- [Excerpt]
Is there such a thing?
Certainly, anyone who has attended races and taken more than a second or two of effort to talk to others, or even just observe, will have seen a wide range of different personalities, especially at events designed to be inclusive like Parkrun.
Yet, I can’t help but have this feeling that I come across more people like myself than I would in any other walk of life. Or maybe its just a ‘birds of a feather’ effect.
So, what do I mean by ‘like myself’?
This is hard to write. Its hard because its requiring a lot of reflection. And I don’t reflect much. I just ‘do’. The Nike execs must have been reading my CV when they signed off on ‘Just do it’. I stick my toe in water, think, “that looks nice” and then throw myself in headfirst.
So, now you’re thinking… oh boy… here he is, another newcomer to athletic activity who already produces results that I could only dream of… Well, sort of….Well actually, bullshit. I am very definitely middle of the pack. I just don’t want to be. I want to win. I never will, but I want to. And despite knowing I never will, I am still trying to. A Psychologist has just quit their career and taken up knitting.
That sounds like ultra competitive doesn’t it?
Yeah, sort of…
I get a big kick out of beating someone in a race. But one of the reasons I love running and triathlon, is because of the community.
The social beast.
I am told that man has always been a social animal, with a need for companionship and sense of belonging. Well, when they dished out that medicine, I think I got a double dose.

- [Entries supplied]

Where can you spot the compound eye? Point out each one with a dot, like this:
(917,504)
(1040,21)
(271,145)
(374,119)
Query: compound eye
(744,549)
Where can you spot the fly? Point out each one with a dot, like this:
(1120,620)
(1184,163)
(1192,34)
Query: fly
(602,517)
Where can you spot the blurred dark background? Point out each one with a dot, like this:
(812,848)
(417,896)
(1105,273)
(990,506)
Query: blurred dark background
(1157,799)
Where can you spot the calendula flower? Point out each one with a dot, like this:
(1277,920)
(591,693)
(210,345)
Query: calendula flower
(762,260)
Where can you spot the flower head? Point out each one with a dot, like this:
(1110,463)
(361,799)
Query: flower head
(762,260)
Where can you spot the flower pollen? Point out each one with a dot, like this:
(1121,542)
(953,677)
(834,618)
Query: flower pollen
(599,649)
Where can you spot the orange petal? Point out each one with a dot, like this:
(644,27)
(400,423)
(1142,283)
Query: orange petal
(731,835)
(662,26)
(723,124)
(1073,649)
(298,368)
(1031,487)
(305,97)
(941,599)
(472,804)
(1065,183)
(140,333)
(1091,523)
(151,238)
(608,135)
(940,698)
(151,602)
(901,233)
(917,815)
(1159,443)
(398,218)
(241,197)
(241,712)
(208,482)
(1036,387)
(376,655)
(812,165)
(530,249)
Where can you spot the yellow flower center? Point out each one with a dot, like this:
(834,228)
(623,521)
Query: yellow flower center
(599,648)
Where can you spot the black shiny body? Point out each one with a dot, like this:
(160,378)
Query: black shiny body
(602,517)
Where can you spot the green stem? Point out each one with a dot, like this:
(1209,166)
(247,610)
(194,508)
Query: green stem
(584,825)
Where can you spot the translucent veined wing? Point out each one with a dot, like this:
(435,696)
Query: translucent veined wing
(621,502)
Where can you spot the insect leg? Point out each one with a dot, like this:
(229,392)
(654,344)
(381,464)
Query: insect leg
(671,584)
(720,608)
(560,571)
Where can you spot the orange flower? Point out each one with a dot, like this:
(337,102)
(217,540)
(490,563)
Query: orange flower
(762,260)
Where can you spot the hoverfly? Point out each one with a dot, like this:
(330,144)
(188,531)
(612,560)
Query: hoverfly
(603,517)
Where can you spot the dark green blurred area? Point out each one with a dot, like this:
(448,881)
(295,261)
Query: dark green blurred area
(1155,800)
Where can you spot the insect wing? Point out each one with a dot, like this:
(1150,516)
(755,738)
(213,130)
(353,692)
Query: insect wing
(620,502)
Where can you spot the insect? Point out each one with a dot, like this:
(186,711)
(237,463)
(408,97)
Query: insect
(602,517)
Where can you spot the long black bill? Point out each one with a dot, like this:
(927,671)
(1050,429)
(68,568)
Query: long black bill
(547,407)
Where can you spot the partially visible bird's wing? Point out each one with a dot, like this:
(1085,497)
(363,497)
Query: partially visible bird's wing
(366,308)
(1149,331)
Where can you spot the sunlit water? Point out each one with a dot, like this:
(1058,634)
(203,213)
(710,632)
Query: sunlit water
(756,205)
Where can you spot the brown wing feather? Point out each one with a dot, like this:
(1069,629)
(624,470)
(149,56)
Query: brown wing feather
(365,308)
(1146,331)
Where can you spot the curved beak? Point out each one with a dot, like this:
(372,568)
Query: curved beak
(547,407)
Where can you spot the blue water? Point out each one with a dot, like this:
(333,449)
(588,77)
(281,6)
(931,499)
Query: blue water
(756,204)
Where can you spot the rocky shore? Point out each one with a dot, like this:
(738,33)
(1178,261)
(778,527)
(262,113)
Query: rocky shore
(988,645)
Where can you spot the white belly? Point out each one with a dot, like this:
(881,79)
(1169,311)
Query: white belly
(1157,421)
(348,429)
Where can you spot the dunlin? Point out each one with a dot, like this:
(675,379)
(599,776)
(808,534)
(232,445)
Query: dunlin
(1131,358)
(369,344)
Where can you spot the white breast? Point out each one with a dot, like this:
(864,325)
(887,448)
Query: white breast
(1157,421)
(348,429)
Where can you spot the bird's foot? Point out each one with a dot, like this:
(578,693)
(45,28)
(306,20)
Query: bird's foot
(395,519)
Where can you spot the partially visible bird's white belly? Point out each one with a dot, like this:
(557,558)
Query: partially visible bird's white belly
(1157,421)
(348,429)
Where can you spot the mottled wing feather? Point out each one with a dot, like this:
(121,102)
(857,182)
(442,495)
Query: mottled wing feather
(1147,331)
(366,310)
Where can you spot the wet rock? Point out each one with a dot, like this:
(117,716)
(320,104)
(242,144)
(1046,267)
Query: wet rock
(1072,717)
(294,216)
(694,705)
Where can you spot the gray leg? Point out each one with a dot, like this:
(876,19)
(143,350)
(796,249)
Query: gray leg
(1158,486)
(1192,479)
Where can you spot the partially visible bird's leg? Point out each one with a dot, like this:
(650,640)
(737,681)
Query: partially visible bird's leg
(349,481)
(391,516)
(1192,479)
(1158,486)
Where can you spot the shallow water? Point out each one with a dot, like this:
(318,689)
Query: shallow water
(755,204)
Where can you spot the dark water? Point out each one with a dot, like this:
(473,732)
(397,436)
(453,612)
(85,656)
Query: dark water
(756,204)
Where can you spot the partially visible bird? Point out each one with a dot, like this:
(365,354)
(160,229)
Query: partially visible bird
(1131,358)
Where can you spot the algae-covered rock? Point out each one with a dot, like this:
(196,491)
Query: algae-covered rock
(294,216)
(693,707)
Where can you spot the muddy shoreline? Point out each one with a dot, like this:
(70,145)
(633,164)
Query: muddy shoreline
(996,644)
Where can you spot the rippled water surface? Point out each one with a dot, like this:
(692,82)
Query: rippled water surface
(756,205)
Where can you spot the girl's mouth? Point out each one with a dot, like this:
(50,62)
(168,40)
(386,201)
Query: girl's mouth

- [Your tasks]
1. Reproduce the essay on running personalities word for word, beginning at "So, what do" and stopping after "myself in headfirst.".
2. In the essay on running personalities, what does the writer say gives them a big kick?
3. Carry the essay on running personalities forward from its final sentence.

- [Answers provided]
1.
So, what do I mean by ‘like myself’?
This is hard to write. Its hard because its requiring a lot of reflection. And I don’t reflect much. I just ‘do’. The Nike execs must have been reading my CV when they signed off on ‘Just do it’. I stick my toe in water, think, “that looks nice” and then throw myself in headfirst.

2. Beating someone in a race.

3.
I have to be part of something. Without it, life is a mess. The idea of climbing a mountain alone, and sitting at the top to admire the view, no matter how beautiful isn’t one that lifts me. Undertake that same climb with a group of friends, and I am the happiest man in the world.
Yet, here is my essential conflict. I join in. Oh boy, do I join in. I become deeply embedded in that circle of friends. Yet, I desperately want to beat them all in every race I enter. And along the way, I will do whatever it takes to encourage them to their very best performance (whatever that is for them), and will be especially pleased for their them if they win, and beat me.
That same Psychologist has even stopped knitting.
Running and Triathlon take huge mental strength. Often the focus is on physical prowess, which lets be honest, is a pretty important part of being any good, but the difference between the good and the great also appears to be found inside their heads.
Which is why I find myself constantly surprised when I dig in and grit it out.
You see, mental resilience is probably not my strong suit.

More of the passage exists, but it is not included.